The opioid crisis began years ago. Drug companies realized how much money they could make if they misrepresented the dangers of post-surgical pain medications. Drugs such as Vicodin, OxyContin, codeine and morphine, which are only supposed to be used for short-term pain management, were advertised as safe and non-addictive. However, false advertising led to routinely prescribing opioids for long-term chronic pain use.

To date, hundreds of people have lost their lives to opioid use. These wrongful deaths are only a tip of the iceberg in terms of the numbers of people who have been negatively affected by opioid abuse and addiction.

One former addict in Vinton County feels like Big Pharma preyed on the people of her hometown, negligently exploiting them without regard for future generations. As the flood of addiction continues to flow, communities are fighting back.

### Available data
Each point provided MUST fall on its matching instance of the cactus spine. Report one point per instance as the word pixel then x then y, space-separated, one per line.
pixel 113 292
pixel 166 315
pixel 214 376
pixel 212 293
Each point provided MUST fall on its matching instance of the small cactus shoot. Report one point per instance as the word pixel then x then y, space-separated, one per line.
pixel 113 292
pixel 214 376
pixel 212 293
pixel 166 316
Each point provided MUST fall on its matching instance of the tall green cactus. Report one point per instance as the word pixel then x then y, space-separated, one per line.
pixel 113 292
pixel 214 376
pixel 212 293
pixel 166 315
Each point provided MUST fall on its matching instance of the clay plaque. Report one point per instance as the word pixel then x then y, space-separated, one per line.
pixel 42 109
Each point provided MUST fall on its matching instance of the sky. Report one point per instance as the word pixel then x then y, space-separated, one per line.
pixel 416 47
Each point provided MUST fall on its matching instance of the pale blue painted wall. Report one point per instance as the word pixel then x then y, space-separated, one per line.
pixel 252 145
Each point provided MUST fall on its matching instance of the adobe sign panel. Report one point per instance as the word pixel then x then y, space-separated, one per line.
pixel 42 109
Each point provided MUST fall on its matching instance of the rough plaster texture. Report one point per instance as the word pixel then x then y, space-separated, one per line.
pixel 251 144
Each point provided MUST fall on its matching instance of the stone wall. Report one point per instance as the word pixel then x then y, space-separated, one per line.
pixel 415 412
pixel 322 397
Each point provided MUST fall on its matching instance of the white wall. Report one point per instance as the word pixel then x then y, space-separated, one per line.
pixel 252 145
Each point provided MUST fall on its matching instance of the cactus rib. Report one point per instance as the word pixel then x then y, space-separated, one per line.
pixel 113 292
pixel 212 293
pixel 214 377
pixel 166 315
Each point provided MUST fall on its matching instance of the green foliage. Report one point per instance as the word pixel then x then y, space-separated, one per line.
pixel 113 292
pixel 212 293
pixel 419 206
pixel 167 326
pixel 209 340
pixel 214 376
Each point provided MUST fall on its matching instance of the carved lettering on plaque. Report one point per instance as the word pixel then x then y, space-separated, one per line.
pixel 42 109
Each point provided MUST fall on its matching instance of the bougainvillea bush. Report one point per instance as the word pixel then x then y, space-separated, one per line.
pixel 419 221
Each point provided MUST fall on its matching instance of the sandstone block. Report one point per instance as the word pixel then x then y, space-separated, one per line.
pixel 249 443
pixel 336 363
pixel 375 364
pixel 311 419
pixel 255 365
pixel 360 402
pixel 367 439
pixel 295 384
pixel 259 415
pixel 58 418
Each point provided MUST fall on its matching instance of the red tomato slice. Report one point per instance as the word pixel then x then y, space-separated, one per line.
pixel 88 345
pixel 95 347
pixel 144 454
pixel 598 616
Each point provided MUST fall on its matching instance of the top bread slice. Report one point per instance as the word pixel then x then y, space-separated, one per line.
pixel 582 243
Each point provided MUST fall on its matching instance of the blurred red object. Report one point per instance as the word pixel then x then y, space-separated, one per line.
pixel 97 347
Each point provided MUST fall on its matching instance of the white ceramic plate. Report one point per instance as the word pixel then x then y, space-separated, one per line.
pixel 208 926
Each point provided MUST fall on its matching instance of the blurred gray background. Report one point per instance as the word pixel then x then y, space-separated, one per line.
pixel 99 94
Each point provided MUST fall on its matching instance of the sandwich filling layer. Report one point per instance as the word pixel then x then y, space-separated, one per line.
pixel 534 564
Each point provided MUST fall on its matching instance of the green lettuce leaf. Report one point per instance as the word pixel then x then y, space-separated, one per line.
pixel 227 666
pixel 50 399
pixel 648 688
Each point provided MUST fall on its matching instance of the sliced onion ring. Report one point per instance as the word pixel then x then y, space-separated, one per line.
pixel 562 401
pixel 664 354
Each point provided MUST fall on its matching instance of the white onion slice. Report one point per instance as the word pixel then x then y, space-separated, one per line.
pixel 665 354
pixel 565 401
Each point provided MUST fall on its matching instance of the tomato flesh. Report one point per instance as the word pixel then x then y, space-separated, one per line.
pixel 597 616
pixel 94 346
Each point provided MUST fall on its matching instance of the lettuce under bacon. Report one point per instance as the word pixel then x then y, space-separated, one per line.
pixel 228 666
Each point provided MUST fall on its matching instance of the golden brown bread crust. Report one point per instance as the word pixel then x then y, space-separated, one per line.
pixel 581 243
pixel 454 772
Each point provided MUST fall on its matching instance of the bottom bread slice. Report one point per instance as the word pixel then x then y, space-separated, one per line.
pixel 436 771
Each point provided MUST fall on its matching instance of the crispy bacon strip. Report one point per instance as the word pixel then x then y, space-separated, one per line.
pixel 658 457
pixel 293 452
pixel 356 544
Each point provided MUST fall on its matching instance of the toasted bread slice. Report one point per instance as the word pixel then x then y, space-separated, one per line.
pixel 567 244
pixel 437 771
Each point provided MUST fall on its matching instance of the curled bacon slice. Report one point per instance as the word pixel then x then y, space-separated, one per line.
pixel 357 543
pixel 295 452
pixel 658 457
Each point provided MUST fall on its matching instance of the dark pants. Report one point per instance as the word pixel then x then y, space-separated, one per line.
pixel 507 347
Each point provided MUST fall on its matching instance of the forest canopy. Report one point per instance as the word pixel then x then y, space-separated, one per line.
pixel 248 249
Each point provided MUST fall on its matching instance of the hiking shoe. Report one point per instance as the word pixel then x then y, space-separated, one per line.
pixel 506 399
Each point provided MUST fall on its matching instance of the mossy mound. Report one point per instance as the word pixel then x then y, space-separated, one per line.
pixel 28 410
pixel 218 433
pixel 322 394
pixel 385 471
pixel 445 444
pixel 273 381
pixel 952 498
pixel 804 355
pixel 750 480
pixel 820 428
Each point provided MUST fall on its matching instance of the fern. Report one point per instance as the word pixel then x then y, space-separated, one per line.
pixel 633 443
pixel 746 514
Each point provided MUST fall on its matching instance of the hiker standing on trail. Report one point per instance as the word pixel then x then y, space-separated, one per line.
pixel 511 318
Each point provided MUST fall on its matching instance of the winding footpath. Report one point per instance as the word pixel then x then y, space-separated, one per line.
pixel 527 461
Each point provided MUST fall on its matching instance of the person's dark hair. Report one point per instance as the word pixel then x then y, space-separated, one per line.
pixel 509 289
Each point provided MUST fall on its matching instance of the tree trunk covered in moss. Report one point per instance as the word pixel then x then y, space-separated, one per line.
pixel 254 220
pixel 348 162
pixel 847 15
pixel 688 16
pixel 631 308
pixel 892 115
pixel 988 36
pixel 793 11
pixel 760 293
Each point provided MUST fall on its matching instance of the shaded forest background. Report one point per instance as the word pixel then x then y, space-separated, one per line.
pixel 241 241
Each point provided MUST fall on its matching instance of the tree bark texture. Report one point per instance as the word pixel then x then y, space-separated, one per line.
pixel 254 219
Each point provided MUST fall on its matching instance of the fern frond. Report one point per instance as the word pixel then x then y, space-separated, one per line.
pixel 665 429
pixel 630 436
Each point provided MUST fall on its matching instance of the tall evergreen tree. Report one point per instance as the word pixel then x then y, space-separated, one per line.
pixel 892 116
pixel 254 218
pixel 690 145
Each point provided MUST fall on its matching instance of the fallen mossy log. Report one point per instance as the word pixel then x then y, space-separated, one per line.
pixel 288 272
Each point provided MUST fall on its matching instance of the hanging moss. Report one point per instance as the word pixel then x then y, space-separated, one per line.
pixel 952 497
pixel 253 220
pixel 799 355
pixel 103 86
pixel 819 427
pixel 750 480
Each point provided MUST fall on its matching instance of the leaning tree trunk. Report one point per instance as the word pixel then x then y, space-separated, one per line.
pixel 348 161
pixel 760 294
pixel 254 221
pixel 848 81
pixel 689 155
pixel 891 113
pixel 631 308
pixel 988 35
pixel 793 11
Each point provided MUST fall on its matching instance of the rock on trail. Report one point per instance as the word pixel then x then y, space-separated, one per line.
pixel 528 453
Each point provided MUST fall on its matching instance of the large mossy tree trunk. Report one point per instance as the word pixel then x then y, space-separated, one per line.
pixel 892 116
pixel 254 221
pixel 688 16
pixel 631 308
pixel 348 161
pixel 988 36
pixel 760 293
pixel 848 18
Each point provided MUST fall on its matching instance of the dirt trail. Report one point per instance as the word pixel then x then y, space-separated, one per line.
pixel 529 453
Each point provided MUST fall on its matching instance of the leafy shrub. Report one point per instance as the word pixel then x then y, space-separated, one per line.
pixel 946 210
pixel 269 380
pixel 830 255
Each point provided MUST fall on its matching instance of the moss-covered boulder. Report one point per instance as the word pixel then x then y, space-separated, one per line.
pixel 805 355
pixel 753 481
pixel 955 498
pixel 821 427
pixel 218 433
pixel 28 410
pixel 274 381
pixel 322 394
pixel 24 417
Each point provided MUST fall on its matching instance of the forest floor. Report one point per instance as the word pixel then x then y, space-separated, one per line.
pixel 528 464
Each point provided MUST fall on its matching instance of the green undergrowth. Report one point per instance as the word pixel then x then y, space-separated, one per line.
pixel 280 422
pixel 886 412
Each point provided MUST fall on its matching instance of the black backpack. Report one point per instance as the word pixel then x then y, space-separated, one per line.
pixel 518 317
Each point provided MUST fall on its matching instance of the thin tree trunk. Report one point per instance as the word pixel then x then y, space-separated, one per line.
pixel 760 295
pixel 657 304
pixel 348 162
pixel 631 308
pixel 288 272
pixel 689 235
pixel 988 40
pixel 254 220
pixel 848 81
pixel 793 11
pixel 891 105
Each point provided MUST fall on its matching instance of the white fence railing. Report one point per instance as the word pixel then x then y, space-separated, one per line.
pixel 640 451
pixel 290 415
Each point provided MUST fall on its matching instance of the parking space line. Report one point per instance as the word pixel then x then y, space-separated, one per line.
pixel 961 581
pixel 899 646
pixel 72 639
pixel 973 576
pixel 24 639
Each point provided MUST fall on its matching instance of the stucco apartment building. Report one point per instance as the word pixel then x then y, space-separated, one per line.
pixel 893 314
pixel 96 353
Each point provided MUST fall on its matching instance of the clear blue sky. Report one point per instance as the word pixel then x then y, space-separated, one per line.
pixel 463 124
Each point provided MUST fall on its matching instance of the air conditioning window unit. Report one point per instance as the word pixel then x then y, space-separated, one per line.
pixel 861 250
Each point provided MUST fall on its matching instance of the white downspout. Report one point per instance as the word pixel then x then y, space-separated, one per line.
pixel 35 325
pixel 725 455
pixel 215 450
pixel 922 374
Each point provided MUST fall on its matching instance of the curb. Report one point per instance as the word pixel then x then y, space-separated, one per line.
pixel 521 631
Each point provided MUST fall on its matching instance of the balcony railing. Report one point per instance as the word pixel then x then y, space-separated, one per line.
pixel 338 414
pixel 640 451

### Exercise instructions
[1] List every medication the text on the opioid crisis names.
[2] Carry the text on the opioid crisis forward from its final sentence.
The material has no connection to the text on the opioid crisis.

### Expected outputs
[1] Vicodin, OxyContin, codeine, morphine

[2]
What is being done about the opioid crisis?

Cities and counties from across the nation have already filed hundreds of lawsuits against opioid drug manufacturers and retailers. Now, the top pain doctors in the U.S. are being sued as well. It is claimed that these four doctors joined forces with drug companies in an industrywide marketing campaign that was based on false advertising, aimed at boosting opioid sales.

A federal judge in Ohio will be hearing the cases beginning later this year. Individual plaintiffs, municipalities and organizations continue to file lawsuits as damages continue to mount.